**Vorliegender Text**
Fahrbericht: Opel Zafira-e Life auf der Langstrecke
Opel will bis Ende 2021 das gesamte Nutzfahrzeug-Portfolio elektrifiziert haben. Der Vivaro-e machte den Anfang. Der Zafira-e Life ergänzt die elektrische Pkw-Palette. Doch wie gut macht sich der Großraum-Van bei einer längeren Fahrt? Hier ist unser Fahrbericht.
* * *
Die erste Berührung mit einem Opel Zafira hatte ich in meiner Jugend vor gut 20 Jahren. Mit einem Zafira der ersten Generation – mit ihr wurde das damals entwickelte Sitzkonzept Flex7 mit Platz für bis zu sieben Personen eingeführt – ging es zu einem Handballspiel. Damals waren wir deutlich kleiner, dementsprechend reichten die zwei hintersten Sitzplätze gerade noch für uns aus. Nach gut 20 Jahren wurde die alte Form des Kompakt-Vans Zafira im Jahr 2019 durch ein neues Konzept abgelöst. Heute sind wir deutlich größer, was auch auf den Zafira zutrifft. Denn das Modell ist baugleich mit dem Peugeot Traveller, dem Citroën Spacetourer und dem Toyota ProAce Verso bzw. den jeweiligen Transporter-Versionen. Im letzten Jahr folgten die elektrischen Ableger der PSA-Modelle. Eines davon ist der Zafira-e Life.

**Aufgabe 1**
Beantworten Sie anhand des Fahrberichts zum Opel Zafira-e Life:
(a) Bis wann will Opel das gesamte Nutzfahrzeug-Portfolio elektrifiziert haben?
(b) Welches Modell machte bei der Elektrifizierung den Anfang?
(c) In welchem Jahr wurde die alte Form des Kompakt-Vans Zafira durch ein neues Konzept abgelöst?
**Aufgabe 2**
Setzen Sie den Fahrbericht zum Opel Zafira-e Life im Anschluss an seinen letzten Satz fort.

**Datensätze aus einer Datenquelle**
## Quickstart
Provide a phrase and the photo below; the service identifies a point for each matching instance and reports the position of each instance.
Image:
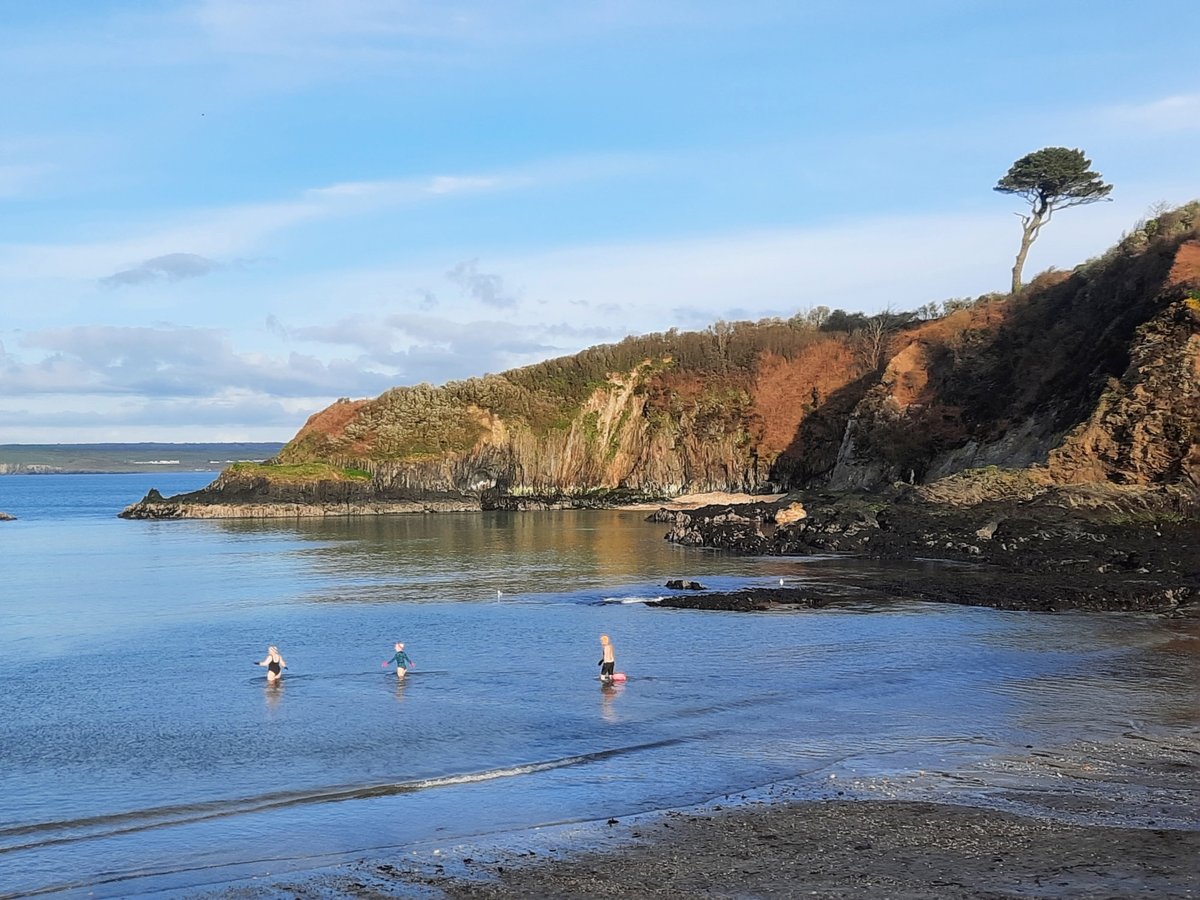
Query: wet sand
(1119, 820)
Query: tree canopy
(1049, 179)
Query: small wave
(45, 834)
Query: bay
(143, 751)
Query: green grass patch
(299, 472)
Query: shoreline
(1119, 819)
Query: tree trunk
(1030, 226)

--

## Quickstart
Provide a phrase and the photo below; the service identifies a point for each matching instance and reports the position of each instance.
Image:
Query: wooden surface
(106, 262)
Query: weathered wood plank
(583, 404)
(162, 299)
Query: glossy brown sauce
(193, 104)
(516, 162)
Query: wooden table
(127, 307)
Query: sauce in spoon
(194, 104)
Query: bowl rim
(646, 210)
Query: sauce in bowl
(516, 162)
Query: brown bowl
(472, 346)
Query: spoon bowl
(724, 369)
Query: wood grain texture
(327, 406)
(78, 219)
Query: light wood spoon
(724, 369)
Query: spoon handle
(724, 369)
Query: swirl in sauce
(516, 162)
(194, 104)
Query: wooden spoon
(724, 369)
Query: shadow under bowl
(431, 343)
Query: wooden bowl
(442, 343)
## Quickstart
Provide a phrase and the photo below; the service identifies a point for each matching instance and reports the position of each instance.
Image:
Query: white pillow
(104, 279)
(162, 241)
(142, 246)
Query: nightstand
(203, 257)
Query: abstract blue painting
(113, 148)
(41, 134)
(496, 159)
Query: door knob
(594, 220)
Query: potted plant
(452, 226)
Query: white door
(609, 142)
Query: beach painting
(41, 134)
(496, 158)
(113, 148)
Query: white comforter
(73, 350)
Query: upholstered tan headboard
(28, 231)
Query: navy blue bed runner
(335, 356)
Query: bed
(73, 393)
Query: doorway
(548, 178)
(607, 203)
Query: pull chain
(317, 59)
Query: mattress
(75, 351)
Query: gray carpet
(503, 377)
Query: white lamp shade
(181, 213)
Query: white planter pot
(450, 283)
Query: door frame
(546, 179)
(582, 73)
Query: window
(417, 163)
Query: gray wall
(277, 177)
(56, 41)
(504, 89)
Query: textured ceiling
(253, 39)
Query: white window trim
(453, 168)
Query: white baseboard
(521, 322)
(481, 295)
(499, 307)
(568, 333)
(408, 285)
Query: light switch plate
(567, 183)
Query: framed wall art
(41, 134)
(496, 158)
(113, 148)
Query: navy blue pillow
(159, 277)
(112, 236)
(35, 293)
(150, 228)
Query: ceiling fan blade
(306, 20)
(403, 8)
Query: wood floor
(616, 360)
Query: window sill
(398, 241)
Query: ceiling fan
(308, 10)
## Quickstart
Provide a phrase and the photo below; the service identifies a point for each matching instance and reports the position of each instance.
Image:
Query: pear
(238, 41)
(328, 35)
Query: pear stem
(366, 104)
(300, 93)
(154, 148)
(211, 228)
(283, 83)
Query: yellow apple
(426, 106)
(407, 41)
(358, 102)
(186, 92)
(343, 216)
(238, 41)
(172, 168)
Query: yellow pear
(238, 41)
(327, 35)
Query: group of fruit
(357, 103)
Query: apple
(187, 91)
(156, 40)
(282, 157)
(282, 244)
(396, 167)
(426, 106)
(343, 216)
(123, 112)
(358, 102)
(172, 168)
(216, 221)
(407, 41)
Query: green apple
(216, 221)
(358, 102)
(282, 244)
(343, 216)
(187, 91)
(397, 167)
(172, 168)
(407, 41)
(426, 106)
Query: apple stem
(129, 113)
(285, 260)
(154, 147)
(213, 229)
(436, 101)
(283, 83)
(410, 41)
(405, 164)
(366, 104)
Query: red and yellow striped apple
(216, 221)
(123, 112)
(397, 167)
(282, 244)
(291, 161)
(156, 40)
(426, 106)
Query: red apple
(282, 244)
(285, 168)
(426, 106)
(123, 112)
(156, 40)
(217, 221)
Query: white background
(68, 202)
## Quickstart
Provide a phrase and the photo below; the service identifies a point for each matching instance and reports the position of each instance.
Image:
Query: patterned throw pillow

* * *

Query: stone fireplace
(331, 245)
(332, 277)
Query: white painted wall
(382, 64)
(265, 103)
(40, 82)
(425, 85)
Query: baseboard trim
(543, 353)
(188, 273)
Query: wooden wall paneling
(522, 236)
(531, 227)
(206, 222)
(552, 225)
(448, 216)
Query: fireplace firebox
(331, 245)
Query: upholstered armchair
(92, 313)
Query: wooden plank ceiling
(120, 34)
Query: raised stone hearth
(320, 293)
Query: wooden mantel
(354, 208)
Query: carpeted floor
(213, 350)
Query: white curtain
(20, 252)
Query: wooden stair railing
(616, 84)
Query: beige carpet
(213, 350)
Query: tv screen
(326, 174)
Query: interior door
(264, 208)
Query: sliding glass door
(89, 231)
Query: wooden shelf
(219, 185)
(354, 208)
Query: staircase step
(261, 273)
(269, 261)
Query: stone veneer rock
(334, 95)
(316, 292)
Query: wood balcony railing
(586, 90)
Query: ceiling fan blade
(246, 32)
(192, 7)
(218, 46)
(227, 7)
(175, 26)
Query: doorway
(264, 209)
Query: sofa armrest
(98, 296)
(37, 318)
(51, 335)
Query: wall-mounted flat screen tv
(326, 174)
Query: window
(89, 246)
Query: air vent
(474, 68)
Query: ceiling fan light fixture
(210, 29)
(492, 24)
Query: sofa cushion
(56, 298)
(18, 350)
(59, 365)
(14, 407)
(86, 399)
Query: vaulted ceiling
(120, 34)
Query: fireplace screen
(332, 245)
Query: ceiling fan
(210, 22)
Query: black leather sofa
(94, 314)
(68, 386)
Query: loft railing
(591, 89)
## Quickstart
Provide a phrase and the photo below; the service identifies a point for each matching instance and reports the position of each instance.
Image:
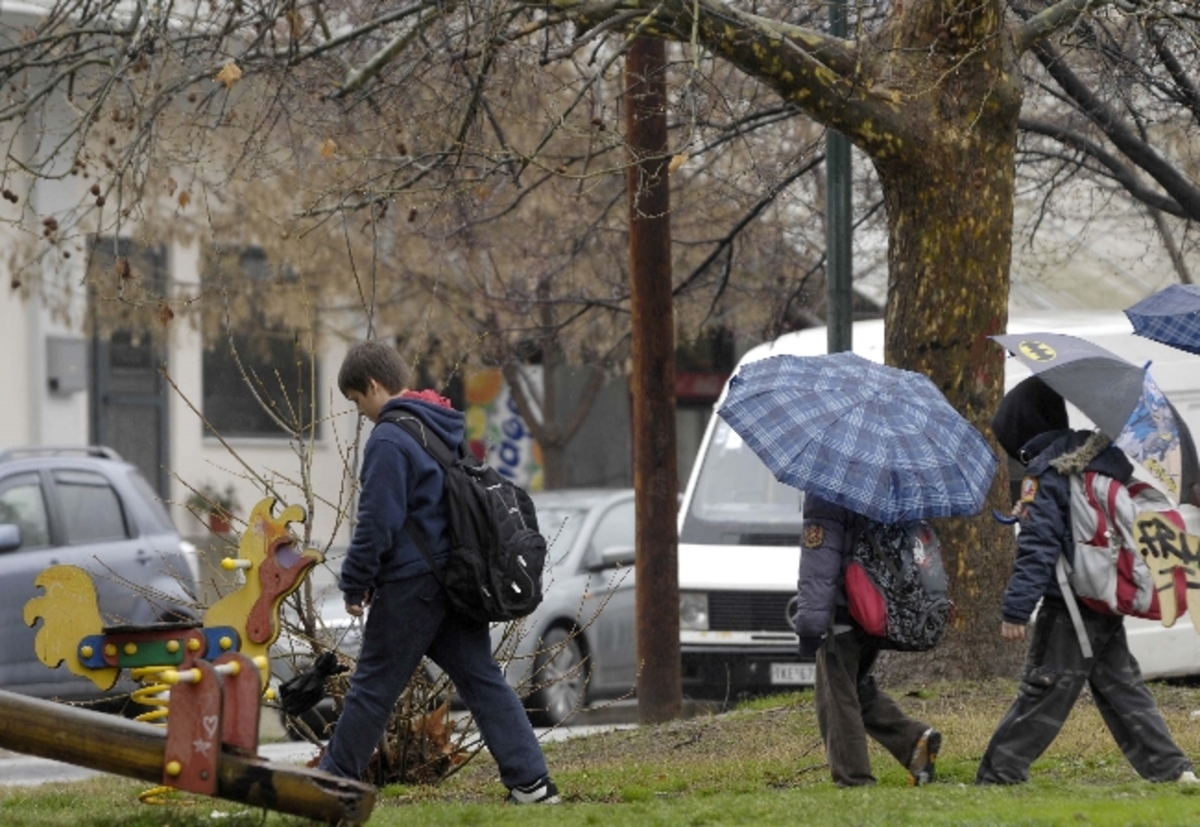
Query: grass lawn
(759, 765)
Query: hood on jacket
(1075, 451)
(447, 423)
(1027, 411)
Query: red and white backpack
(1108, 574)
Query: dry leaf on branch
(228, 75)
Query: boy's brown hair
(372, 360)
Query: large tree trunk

**Endgültige Antwort 1**
(a) Bis Ende 2021.
(b) Der Vivaro-e.
(c) Im Jahr 2019.

**Endgültige Antwort 2**
Der Zafira-e Life und auch der Vivaro-e bauen auf der EMP2-Plattform (Efficient Modular Platform) des PSA-Konzerns auf. Zum Einsatz kommt bei den beiden Modellen die bereits u.a. aus dem Opel Corsa-e – der baut hingegen auf der Plattform e-CMP auf – bekannte E-Maschine mit einer Leistung von 100 kW und einem Drehmoment von 260 Nm. Die Höchstgeschwindigkeit liegt bei 130 km/h. Weitere Details – etwa zum Innenraum – haben wir bereits in unserem Bericht von der ersten Ausfahrt beschrieben. Hier soll es vor allem um den Einsatz auf der Langstrecke gehen.
Je nach Bedarf stehen ein Akku mit 50 kWh für eine Reichweite von bis zu 230 Kilometer oder ein Akku mit 75 kWh für eine Reichweite von bis zu 330 Kilometer nach WLTP zur Auswahl. Es gibt jedoch einen Haken: Beide Fahrzeuge werden zwar in drei Längen angeboten, jedoch kann die 75-kWh-Batterie in der kleinsten Länge nicht bestellt werden. Übrigens: Die Zellen werden von CATL geliefert, die Module jedoch inhouse montiert. Der kleine Akku besteht aus 18 Modulen mit insgesamt 216 Zellen, der größere Akku aus 27 Modulen mit insgesamt 324 Zellen.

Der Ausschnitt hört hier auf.